■ Extracted entries:
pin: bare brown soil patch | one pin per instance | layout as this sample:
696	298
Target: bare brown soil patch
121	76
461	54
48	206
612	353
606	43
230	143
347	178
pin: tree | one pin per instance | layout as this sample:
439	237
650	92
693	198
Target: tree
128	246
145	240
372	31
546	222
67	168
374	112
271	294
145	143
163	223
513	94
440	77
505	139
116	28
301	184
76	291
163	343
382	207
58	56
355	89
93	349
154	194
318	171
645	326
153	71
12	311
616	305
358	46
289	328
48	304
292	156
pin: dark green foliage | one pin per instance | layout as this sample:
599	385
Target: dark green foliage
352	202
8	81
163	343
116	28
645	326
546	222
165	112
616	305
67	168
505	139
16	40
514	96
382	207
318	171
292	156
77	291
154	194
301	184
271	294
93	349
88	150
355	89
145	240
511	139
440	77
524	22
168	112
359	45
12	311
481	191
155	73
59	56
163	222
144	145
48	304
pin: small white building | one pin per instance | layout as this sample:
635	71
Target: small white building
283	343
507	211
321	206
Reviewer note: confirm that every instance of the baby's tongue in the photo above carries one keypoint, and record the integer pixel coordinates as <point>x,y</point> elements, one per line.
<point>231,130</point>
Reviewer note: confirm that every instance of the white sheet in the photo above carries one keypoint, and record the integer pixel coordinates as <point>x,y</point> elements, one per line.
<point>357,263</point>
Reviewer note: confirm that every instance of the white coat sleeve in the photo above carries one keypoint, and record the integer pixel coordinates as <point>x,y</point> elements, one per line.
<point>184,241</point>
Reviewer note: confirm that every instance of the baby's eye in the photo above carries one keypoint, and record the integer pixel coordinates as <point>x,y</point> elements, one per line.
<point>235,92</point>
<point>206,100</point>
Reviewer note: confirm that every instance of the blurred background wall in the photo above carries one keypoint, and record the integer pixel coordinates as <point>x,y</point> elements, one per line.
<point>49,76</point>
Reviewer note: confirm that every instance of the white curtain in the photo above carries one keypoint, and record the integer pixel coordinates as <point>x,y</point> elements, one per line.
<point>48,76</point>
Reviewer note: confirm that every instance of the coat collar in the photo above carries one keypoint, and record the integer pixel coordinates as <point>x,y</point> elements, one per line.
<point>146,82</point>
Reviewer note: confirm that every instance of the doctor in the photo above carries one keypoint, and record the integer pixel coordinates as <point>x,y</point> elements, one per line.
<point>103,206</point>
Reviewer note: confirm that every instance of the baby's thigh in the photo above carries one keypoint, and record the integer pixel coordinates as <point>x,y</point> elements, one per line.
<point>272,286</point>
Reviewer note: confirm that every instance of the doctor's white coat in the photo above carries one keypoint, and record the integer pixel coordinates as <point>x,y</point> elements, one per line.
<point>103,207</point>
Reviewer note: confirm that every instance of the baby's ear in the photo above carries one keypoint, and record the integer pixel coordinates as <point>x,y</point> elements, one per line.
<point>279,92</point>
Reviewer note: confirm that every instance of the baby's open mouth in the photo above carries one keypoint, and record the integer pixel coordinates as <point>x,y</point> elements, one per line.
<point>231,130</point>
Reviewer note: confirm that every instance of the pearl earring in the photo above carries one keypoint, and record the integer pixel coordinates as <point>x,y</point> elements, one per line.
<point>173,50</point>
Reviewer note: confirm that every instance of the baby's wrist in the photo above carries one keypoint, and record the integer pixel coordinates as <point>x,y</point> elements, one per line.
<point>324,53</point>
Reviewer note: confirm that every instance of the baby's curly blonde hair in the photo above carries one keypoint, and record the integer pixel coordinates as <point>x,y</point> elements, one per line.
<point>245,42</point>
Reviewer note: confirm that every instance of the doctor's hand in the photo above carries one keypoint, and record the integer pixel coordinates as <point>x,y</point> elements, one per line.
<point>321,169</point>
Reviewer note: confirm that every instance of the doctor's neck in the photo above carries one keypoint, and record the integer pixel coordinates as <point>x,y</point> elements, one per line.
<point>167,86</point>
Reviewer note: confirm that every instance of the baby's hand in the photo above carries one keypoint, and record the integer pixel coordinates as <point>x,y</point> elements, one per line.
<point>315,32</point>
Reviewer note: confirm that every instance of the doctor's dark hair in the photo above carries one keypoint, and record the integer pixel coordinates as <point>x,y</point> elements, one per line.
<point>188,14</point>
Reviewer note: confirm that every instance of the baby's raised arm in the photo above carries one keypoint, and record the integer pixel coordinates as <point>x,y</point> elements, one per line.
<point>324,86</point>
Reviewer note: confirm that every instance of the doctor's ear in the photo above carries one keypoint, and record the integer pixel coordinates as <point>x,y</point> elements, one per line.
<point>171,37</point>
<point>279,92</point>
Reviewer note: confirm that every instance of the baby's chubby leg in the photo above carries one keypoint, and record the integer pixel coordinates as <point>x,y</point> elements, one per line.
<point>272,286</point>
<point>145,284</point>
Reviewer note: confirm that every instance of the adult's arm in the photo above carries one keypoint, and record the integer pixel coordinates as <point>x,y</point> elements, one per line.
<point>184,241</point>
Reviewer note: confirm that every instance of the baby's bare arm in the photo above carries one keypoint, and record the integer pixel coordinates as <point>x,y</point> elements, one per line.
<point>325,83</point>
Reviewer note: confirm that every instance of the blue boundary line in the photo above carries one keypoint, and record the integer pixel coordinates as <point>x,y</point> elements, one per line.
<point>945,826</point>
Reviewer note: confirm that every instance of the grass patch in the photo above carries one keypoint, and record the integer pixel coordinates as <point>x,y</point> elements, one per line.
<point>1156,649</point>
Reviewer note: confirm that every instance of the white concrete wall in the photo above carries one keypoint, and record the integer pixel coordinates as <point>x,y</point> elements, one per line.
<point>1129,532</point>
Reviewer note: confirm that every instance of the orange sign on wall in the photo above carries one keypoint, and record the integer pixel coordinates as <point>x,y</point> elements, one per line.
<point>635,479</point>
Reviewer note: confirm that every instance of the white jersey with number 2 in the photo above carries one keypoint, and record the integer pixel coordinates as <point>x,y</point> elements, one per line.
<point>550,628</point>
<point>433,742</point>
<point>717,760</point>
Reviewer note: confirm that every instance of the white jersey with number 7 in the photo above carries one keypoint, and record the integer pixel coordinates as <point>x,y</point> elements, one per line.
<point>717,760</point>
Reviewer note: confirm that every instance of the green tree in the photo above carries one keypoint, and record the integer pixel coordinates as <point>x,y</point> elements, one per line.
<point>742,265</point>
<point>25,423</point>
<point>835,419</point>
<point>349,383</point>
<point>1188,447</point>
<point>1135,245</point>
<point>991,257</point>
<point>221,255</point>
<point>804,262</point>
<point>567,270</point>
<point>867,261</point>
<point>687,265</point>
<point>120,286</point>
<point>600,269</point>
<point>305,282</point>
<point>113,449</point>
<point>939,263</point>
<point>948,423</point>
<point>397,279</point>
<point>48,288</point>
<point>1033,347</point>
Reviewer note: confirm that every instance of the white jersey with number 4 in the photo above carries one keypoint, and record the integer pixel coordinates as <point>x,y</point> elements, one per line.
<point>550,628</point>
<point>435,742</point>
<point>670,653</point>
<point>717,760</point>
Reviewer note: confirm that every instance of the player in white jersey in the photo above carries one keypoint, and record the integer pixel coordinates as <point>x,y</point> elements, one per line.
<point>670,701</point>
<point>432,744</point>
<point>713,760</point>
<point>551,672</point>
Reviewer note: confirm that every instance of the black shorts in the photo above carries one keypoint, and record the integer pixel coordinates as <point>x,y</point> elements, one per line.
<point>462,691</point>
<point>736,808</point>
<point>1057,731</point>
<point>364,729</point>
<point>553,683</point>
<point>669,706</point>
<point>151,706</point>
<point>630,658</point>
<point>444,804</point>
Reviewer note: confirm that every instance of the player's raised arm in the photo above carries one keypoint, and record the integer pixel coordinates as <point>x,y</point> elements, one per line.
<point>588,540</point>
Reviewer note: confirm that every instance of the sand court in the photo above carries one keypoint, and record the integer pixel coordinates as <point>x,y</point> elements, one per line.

■ Try it:
In which lines of the material above does the string "layout" occur? Copy them all.

■ Exercise result:
pin: bare brown soil patch | one pin per instance | layout as this sample:
pin: tree | one pin per instance | layout as this sample:
pin: dark green foliage | one pin per instance | layout as this sample:
pin: small white building | one pin per instance | layout as this sample:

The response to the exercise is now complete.